## Görevin istediği:
Aşağıdaki listede "blonde" sözcüğünü içeren her satırı belirleyip kopyala. Büyük ve küçük harf farkı dikkate alınmalıdır.

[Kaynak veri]
______________________________

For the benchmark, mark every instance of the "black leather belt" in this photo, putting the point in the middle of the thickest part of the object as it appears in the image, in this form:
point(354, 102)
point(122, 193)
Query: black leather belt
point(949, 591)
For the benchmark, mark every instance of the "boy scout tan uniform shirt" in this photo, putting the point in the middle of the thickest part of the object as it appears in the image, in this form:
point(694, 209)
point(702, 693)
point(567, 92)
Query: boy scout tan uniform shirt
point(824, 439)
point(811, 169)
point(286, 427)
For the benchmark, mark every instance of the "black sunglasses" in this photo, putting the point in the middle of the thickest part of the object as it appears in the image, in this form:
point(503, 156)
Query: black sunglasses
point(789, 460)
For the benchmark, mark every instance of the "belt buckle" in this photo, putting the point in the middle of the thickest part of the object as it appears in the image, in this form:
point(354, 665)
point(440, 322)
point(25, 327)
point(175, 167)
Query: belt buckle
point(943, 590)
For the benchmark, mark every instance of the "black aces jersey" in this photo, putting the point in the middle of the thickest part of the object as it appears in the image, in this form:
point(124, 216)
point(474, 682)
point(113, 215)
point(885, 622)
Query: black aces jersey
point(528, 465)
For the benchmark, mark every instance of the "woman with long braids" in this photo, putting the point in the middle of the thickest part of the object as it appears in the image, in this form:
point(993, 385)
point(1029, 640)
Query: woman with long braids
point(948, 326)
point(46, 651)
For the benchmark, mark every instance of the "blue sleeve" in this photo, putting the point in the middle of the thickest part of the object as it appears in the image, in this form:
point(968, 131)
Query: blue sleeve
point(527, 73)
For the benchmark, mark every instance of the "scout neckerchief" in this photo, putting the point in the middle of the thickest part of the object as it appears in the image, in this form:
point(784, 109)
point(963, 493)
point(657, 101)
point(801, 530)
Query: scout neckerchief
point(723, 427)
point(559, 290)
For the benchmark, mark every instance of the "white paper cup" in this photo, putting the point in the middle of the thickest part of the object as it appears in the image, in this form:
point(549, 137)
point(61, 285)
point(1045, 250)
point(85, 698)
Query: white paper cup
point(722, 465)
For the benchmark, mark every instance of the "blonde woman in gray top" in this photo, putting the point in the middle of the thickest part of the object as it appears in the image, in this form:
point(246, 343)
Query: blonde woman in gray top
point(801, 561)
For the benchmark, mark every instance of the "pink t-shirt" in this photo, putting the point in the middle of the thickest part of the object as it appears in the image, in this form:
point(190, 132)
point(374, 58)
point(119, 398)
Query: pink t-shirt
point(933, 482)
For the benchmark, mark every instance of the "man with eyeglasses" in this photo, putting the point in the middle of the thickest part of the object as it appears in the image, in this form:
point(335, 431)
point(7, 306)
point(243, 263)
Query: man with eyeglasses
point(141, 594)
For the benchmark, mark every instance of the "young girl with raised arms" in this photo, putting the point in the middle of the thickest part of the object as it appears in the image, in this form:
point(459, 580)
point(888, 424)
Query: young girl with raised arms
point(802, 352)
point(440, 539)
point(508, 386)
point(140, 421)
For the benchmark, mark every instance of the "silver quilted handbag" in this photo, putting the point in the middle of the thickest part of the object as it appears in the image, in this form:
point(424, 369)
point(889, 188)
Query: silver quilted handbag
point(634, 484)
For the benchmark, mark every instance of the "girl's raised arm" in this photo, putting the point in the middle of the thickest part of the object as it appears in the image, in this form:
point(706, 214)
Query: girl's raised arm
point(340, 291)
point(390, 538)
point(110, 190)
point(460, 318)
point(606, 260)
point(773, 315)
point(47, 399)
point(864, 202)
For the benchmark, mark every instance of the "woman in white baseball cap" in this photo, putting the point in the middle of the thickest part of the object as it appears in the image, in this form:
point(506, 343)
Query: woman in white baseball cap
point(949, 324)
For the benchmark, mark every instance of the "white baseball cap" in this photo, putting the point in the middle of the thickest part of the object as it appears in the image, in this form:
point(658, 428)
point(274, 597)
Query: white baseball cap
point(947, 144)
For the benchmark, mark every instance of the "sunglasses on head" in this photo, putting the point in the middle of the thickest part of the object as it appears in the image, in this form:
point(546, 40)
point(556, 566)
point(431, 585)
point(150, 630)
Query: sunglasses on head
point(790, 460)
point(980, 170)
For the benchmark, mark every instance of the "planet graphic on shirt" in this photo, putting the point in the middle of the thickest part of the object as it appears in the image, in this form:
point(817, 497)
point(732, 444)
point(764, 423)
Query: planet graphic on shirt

______________________________

## Yanıt:
For the benchmark, mark every instance of the "blonde woman in gray top" in this photo, putting the point in the middle of the thickest part of the object as it appears in the image, in this form:
Query: blonde woman in gray top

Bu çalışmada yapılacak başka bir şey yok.